*** INFORMATION GIVEN

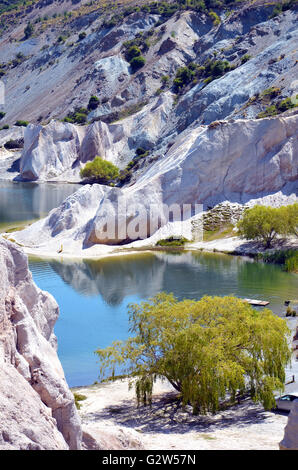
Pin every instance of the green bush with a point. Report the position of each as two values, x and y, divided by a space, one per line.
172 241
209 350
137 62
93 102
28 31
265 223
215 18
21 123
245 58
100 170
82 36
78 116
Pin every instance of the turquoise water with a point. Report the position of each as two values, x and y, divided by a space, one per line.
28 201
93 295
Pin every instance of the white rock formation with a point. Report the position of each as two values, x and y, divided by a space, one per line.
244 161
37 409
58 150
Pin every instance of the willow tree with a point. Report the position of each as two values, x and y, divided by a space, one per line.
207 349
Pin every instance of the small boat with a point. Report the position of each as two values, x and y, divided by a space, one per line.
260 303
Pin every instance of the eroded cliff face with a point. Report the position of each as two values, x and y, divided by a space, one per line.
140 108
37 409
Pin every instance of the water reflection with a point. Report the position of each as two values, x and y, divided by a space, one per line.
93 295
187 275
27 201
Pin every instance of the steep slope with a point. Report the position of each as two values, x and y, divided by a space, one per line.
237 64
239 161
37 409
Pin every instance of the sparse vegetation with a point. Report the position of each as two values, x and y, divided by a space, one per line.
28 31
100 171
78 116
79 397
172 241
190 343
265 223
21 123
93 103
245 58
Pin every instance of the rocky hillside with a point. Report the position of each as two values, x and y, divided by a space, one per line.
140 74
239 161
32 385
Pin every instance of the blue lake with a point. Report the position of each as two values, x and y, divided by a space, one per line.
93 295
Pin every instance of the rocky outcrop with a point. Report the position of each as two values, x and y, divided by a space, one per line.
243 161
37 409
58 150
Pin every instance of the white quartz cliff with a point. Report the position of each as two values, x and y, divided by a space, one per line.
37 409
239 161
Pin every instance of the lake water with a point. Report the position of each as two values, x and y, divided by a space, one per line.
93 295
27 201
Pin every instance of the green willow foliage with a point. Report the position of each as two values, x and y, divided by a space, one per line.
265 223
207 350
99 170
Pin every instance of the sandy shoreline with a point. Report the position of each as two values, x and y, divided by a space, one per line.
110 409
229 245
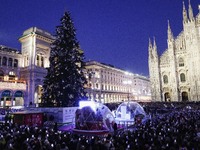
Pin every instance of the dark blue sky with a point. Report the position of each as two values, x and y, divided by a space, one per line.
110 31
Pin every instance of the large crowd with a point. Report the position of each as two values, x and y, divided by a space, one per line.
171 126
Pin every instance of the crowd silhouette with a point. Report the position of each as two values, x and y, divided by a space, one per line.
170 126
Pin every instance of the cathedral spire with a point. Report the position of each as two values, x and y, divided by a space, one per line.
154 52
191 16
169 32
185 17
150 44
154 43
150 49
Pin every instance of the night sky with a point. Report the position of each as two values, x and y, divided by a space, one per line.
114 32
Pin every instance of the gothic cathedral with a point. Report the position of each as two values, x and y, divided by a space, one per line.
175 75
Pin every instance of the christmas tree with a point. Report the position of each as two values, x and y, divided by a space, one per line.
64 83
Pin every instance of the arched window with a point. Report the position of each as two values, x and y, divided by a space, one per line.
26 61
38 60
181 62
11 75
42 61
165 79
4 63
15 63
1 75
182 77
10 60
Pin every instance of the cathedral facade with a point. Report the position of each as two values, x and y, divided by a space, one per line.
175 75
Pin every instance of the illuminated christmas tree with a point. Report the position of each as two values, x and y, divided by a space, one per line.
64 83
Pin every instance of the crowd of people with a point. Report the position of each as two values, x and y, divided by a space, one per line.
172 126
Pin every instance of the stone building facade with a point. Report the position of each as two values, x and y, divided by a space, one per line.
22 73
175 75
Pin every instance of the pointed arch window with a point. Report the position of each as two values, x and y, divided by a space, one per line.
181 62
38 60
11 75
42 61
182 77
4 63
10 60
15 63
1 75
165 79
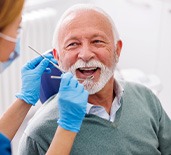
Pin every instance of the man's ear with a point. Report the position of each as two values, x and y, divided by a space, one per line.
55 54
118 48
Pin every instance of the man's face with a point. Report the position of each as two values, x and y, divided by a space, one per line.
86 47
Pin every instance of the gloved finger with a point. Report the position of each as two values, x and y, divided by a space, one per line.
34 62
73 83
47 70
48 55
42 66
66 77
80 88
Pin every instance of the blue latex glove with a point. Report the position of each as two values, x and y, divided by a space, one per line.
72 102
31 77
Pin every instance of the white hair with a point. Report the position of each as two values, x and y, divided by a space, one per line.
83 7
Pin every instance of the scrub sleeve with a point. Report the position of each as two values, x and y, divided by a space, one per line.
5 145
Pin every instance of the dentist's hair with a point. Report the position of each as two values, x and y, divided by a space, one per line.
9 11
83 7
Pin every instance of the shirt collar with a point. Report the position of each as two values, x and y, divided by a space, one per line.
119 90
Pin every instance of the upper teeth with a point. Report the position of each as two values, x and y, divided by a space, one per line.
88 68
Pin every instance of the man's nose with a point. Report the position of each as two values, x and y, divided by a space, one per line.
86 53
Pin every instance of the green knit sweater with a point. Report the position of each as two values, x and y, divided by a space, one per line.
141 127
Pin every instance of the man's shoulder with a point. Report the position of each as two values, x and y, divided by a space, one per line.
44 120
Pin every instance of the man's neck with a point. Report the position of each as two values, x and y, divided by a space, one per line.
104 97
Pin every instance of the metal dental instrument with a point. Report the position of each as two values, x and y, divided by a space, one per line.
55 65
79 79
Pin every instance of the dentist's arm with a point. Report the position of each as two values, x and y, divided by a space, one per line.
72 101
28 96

******

* _WHAT IS NEEDED_:
The full data, repeated exactly and stripped of its pictures, is the expected answer.

* _REPLY_:
Pin every instance of the green bush with a point. Report the position of each as two values, x and y, divided by a space, one per line.
172 241
209 350
137 62
93 102
28 31
265 223
215 18
21 123
245 58
100 170
82 36
78 116
Pin every instance of the turquoise water with a point. Report the position of each as two values, x and y, divided by a space, one per line.
28 201
93 295
Pin every instance of the white rock formation with a point. Report the position of each as two values, x and y, divided by a space, one per line.
244 161
37 409
58 150
Pin every instance of the willow tree with a point. Report the position of each as two values, x and y, divided by a space, one per line.
207 349
Pin every instance of the small boat with a point. Report the position of each as two values, x and y, divided by a space, one per line.
260 303
Pin every instance of the eroded cliff face with a point. Report the position of each as two values, x and y, divided by a space, one per line.
140 108
37 409
Pin every instance of the water reflection with a point. Report the position of each as two values, x and y, divided by a space, one per line.
93 295
187 275
27 201
Pin every instance of the steep slope with a point. Report the position of each as two values, x and y, divided by a space, one per line.
237 64
239 161
37 409
Pin every instance of the sparse vegetation with a point. Report the position of each as two values, x and y, divided by a space, one per line.
28 31
100 171
78 116
79 397
172 241
190 343
265 223
21 123
93 103
245 58
Pin every instance of the rocky hillside with a point. Report the position of each as two values, x and y, divided by a space, one per line.
140 74
239 161
32 385
Pin every instance of the blue lake with a point. Report the position of each as two values, x and y, divided by a space, one per line.
93 295
Pin every instance of the rocky outcrop with a point. Report the position of each as two values, x and y, divided by a space, one per line.
243 161
37 409
58 150
Pin every instance of the white quartz cliff with a point. Report the position of each as two values, x and y, divided by a space, one per line.
37 409
239 161
Pin every instance of the lake water with a point. Report the position of each as two values, x and y, divided by a space, one per line.
93 295
27 201
Pin every instance of the green willow foliage with a point. Report the position of each as two values, x and y, divided by a space, one per line.
265 223
207 350
99 170
Pin every instance of the sandy shoreline with a point. Report the position of each as two values, x and y, divided by a space, one per line.
110 409
229 245
Pin every instance of the dark blue sky with a point. Report the position of each as two values, x and y, divided by a space, one per line.
110 31
Pin every instance of the large crowd with a point. Report the position of each as two values, x and y, divided by a space, one per line.
171 126
Pin every instance of the crowd silhouette with a point. Report the position of each as two values, x and y, divided by a space, one per line.
170 126
Pin every instance of the cathedral spire with a point. Report the position of each as two values, x and y, divided by a space, one per line.
154 52
191 16
169 32
185 17
150 44
154 43
150 49
Pin every instance of the night sky with a point. Report the position of each as two values, x and y, divided by a space, one per line.
114 32
Pin every instance of the gothic cathedral with a point. Report the position of each as two values, x and y, divided by a space, one per line.
175 75
Pin every instance of the christmas tree with a point. Report the position of each as two values, x and y, divided by a space, one per line.
64 83
Pin every instance of the arched window with a point. Report the position of each as two values, x and y, divided by a space, one per line.
26 61
38 60
181 62
11 75
42 61
165 79
4 63
15 63
1 75
182 77
10 60
Pin every instance of the cathedral facade with a point. Report the position of each as two values, x and y, divided by a space, one per line.
175 75
Pin every instance of the illuminated christmas tree with a point. Report the position of each as two values, x and y, divided by a space, one per line.
64 83
Pin every instance of the crowd of people with a point. Report the position of each as two values, x and y, divided by a space, one per line.
172 126
Pin every instance of the stone building facade with a point. Report the position of each as two values, x and y, divided by a space, one per line.
22 73
175 75
Pin every instance of the pointed arch window with a point. Report the position of each as two values, x and y, divided by a space, one per line.
181 62
38 60
11 75
42 61
182 77
4 63
10 60
15 63
1 75
165 79
Pin every instance of the man's ear with a point. Report the position of each as two values, x and y, divided by a space, one per line.
55 54
118 48
Pin every instance of the man's face with a point. Report the position of each as two values, x and y, divided by a space, one per line.
86 47
Pin every instance of the gloved finger with a point. Report the position of each as two values, x and y, divided by a space, one per line.
34 62
73 83
47 70
48 55
42 66
66 77
80 88
Pin every instance of the blue latex glove with a point. Report the position of each as two values, x and y, divided by a space, one per line.
72 102
31 77
Pin every instance of the white hair with a point. Report the position of each as two values, x and y, divided by a space, one per line.
83 7
Pin every instance of the scrub sleeve with a point. Report the position of each as two values, x and y, divided by a space, one per line.
5 145
Pin every instance of the dentist's hair with a point. Report the position of each as two values, x and y, divided by a space, one per line.
9 11
83 7
Pin every instance of the shirt collar with a point. Report the position of each as two values, x and y, divided by a space, one per line.
119 90
Pin every instance of the upper teeth with a point. Report the position of each as two values, x and y, divided by a space, one per line.
88 68
Pin every instance of the man's nose with a point. Report the position of each as two values, x and y, divided by a space, one per line.
86 53
Pin every instance of the green knit sweater with a point. Report the position of each as two values, x and y, divided by a space, one per line.
141 127
Pin every instance of the man's shoulder with a point. Report the position of each as two values, x and y, divided by a space, one per line.
44 120
Pin every instance of the man's neck with a point. Report the position of each as two values, x and y, divided by a space, one per line.
104 97
Pin every instance of the metal dental instrument with a point. Report the position of each as two values, x and y, divided by a space, one per line.
55 65
79 79
Pin every instance of the dentist's arm with a point. Report the position of each as two values, x and y, divided by a space, one per line.
72 101
28 96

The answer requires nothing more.